Part of a data file:

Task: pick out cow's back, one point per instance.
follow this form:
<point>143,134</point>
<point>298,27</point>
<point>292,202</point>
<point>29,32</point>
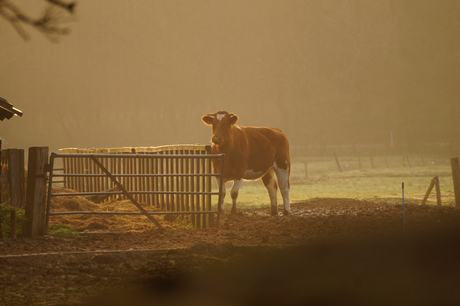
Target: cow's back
<point>266,146</point>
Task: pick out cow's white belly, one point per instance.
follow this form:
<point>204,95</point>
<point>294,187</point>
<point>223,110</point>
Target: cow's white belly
<point>253,175</point>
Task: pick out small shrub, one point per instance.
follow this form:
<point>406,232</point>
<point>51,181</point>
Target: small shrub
<point>62,231</point>
<point>6,220</point>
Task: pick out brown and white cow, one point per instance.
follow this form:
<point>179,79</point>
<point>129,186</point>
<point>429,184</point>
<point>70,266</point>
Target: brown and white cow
<point>251,153</point>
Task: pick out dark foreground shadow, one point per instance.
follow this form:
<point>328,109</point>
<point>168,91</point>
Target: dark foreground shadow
<point>421,268</point>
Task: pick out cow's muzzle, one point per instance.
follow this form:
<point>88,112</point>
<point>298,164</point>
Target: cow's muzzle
<point>217,140</point>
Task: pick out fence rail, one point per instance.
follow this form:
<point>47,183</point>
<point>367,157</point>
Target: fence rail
<point>173,179</point>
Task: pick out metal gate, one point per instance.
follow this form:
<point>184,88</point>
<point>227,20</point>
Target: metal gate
<point>171,183</point>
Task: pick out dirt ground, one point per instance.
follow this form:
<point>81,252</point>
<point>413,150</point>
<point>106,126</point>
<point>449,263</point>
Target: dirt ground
<point>96,268</point>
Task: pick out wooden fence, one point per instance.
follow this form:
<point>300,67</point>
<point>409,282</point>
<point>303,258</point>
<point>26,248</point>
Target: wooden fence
<point>12,180</point>
<point>173,179</point>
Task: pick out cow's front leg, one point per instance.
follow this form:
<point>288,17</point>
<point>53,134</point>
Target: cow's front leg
<point>234,193</point>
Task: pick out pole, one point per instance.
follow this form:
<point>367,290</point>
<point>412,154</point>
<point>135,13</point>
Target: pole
<point>404,209</point>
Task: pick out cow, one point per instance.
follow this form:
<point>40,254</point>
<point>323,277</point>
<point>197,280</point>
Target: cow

* _Stated exercise_
Quote the material exactly. Pictures stay out.

* _Expected answer_
Task: pick out cow's back, one point per instance.
follow this form:
<point>143,134</point>
<point>298,27</point>
<point>292,202</point>
<point>29,32</point>
Target: cow's back
<point>266,146</point>
Task: pick out cow's white belly, one point per instance.
follow this form:
<point>204,95</point>
<point>294,187</point>
<point>223,110</point>
Target: cow's white belly
<point>253,175</point>
Task: pick out small shrub, one point per instance.
follow this form:
<point>406,232</point>
<point>51,181</point>
Target: small shrub
<point>62,231</point>
<point>6,220</point>
Task: pick out brown and white cow, one point per instance.
follow this form:
<point>179,79</point>
<point>129,186</point>
<point>429,184</point>
<point>70,266</point>
Target: brown and white cow
<point>251,153</point>
Task: pick out dark foreground shadow, one point per instance.
follow this form:
<point>328,109</point>
<point>168,91</point>
Target: dark foreground shadow
<point>421,268</point>
Task: pick out cow's muzzle, one point per instance.
follow this form:
<point>88,112</point>
<point>298,164</point>
Target: cow's muzzle
<point>217,140</point>
Task: pick out fence rail, one point per instance.
follow this form:
<point>47,183</point>
<point>367,157</point>
Target: fence rail
<point>173,179</point>
Task: pick out metal gate, one point per instance.
follow this form:
<point>184,88</point>
<point>227,20</point>
Target: metal gate
<point>171,183</point>
Task: pick out dirt ground, one point per instance.
follow this form:
<point>81,252</point>
<point>413,150</point>
<point>106,126</point>
<point>449,263</point>
Target: dirt ground
<point>96,268</point>
Task: pick out wooden fence, one point per instance.
follow this form:
<point>300,67</point>
<point>409,282</point>
<point>303,258</point>
<point>26,248</point>
Target: wooden fence
<point>12,180</point>
<point>173,179</point>
Task: pick out cow's front leg, one point per instance.
follow this form:
<point>288,17</point>
<point>53,134</point>
Target: cow's front leg
<point>234,193</point>
Task: pick out pole, one point per instance.
follow this form:
<point>367,290</point>
<point>412,154</point>
<point>135,13</point>
Target: pole
<point>404,209</point>
Task: pick out cow, one point per instance.
follow this form:
<point>40,254</point>
<point>323,277</point>
<point>197,280</point>
Target: cow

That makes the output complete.